◆ RECORDED INFORMATION ◆
## start
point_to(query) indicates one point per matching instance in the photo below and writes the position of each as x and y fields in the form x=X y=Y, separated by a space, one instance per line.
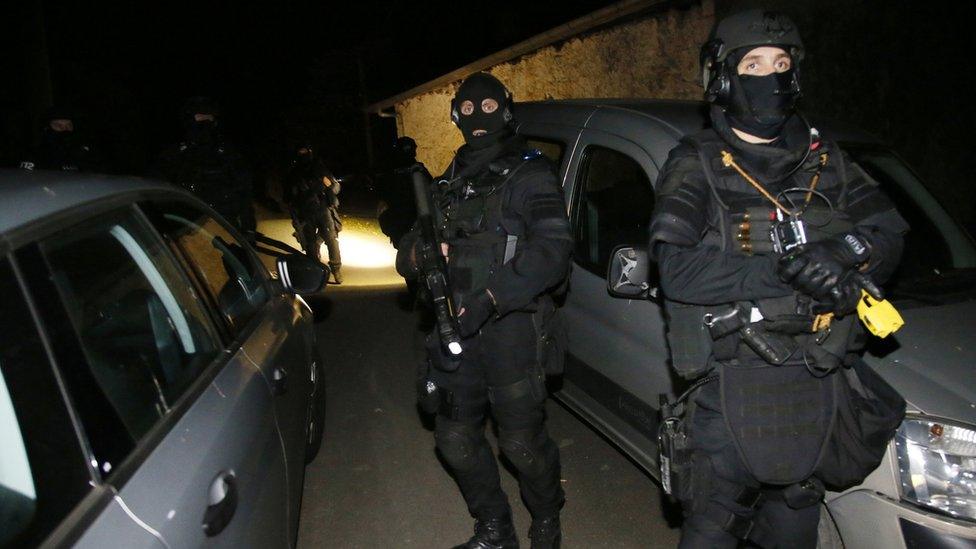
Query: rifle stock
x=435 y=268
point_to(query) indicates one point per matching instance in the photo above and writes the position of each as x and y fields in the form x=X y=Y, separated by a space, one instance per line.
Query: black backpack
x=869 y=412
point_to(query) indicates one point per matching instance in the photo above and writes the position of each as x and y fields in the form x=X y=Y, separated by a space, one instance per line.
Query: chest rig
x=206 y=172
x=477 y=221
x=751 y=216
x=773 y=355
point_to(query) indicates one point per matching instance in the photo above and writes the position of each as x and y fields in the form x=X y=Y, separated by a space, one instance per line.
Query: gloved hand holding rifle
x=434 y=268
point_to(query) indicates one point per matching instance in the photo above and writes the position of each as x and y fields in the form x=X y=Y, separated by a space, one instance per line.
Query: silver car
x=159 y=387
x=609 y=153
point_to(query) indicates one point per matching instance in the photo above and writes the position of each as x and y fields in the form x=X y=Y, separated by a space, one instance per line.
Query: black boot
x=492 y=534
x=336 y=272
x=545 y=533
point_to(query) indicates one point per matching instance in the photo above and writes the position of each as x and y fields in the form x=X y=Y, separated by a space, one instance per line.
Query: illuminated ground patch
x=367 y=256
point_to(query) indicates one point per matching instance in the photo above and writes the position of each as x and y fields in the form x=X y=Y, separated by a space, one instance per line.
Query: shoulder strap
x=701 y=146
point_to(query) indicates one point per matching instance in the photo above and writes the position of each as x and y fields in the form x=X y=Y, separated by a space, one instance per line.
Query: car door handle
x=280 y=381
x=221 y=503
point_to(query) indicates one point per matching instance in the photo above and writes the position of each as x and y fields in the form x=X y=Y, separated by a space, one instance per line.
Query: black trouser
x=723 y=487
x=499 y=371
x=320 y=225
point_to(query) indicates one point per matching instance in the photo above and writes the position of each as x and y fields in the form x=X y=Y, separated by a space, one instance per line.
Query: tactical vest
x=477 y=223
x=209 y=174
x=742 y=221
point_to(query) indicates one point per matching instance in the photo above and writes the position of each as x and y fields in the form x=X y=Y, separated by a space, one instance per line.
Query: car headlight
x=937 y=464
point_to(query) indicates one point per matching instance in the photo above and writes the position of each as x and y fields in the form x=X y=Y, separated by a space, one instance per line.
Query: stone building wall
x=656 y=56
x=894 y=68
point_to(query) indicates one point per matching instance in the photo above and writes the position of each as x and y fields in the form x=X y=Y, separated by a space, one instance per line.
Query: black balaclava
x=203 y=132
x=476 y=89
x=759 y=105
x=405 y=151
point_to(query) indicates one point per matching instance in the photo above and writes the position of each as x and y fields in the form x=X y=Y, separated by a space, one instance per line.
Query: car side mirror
## end
## start
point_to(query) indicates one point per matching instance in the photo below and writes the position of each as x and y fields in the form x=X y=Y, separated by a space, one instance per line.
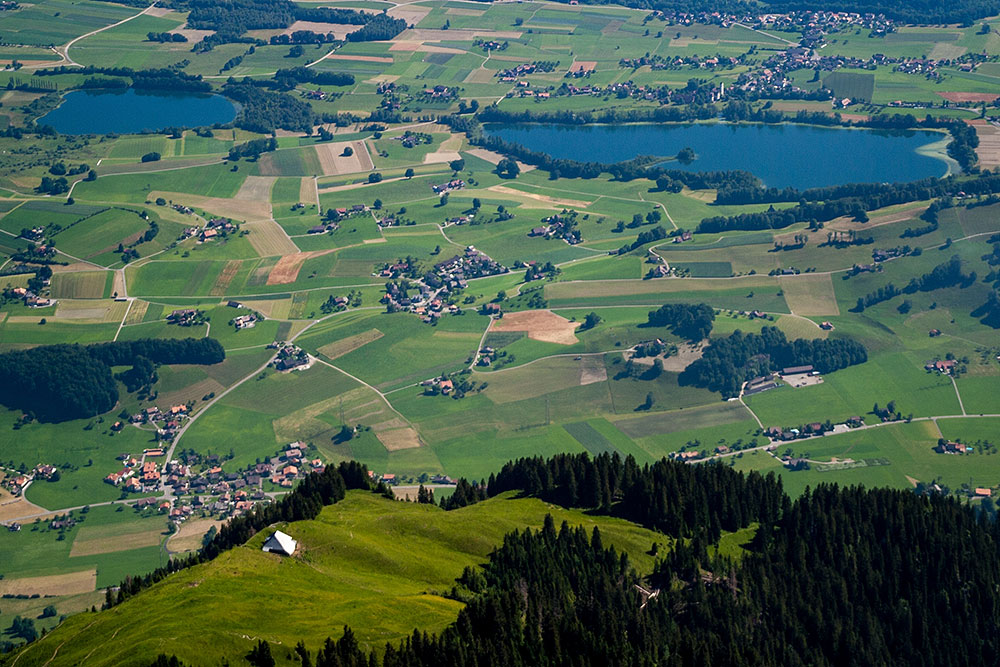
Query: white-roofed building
## end
◆ TASK REQUIREMENTS ◆
Gather each line of the material above that contains the word "building".

◆ COMPLETE OUTPUT ◆
Query: stone building wall
Query: white-roofed building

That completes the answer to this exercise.